* **Exercise prompt**
The response should contain only those lines of the entries below that include the string "target".

* **Source data**
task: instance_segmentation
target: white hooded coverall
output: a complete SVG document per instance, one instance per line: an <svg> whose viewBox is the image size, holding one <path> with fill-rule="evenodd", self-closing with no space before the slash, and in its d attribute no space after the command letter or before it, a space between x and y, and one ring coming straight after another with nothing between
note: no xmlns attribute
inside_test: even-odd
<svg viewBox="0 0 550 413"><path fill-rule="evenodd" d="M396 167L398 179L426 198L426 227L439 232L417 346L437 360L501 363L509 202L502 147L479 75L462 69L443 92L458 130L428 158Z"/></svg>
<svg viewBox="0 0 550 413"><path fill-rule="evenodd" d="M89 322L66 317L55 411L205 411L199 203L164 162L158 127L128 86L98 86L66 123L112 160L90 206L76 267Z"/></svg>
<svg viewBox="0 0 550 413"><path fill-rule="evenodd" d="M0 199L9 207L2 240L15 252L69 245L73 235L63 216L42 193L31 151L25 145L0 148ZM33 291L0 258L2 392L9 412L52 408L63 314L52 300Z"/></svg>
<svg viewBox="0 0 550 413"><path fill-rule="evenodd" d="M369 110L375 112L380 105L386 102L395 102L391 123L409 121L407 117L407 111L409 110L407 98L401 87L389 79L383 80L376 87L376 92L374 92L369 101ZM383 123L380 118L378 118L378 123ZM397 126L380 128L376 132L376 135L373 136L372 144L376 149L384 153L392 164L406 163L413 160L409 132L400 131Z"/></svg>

==

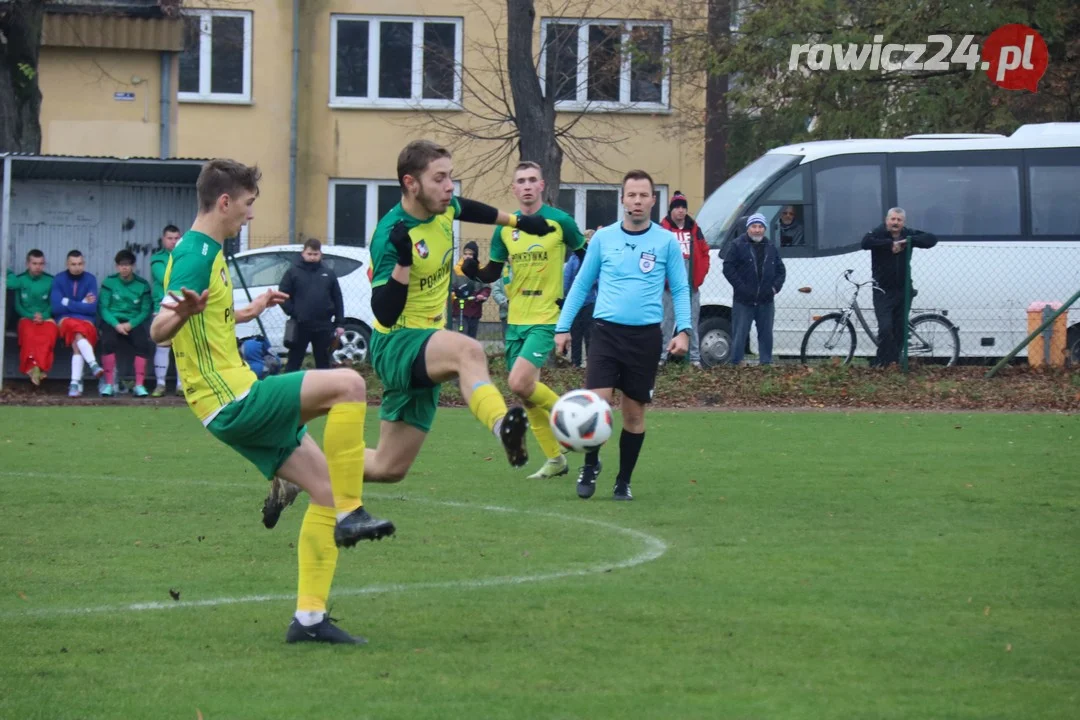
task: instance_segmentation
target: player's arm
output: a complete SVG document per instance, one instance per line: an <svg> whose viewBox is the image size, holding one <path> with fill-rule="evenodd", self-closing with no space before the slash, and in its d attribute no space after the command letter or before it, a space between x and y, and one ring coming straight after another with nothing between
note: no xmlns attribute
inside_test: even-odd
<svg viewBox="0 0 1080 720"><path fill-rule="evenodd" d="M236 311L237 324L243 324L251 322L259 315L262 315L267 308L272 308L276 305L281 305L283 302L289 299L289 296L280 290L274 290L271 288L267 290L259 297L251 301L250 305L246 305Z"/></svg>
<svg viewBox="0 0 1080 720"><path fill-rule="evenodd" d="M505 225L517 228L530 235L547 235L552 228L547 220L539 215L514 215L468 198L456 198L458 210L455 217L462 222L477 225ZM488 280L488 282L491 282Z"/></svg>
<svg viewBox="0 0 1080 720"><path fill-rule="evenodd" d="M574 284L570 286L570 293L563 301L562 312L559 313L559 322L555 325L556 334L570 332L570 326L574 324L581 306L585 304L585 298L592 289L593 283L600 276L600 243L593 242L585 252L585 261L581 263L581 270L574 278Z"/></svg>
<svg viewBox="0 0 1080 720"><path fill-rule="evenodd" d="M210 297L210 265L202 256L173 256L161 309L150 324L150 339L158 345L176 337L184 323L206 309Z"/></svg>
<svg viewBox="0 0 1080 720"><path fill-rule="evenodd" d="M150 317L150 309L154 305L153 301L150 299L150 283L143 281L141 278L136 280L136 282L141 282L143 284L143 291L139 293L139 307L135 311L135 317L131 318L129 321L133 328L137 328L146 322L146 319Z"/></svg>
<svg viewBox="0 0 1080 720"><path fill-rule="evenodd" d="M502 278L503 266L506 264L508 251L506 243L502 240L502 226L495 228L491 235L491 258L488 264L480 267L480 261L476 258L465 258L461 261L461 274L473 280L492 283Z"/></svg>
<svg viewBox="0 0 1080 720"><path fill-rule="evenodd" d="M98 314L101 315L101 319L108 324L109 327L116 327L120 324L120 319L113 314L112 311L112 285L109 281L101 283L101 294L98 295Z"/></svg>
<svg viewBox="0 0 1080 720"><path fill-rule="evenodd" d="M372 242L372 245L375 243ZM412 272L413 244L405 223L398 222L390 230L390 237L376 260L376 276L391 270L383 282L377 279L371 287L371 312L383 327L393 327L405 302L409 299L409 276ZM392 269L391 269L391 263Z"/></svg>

--

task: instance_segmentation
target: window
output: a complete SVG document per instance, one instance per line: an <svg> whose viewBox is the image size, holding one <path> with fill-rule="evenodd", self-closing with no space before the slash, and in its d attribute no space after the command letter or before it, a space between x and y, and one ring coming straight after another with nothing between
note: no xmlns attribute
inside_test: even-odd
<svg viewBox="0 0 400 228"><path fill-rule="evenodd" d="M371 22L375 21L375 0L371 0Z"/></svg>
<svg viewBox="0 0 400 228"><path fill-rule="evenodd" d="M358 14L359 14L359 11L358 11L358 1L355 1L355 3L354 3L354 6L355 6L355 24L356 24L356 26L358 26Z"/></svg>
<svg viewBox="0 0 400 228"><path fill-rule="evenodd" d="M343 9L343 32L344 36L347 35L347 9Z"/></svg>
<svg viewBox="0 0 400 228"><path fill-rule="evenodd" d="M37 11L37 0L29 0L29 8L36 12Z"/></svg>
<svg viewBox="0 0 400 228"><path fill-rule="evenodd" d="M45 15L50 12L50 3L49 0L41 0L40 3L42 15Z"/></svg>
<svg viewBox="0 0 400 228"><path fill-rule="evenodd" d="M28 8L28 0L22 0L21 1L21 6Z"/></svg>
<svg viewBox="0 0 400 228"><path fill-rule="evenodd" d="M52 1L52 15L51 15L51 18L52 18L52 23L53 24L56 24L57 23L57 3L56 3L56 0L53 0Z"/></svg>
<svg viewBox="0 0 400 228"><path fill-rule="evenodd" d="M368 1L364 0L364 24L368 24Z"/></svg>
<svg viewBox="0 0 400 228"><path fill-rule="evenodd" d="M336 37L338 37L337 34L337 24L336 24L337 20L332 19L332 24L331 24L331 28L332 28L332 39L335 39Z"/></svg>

* **Output**
target: white hooded coverall
target: player's arm
target: window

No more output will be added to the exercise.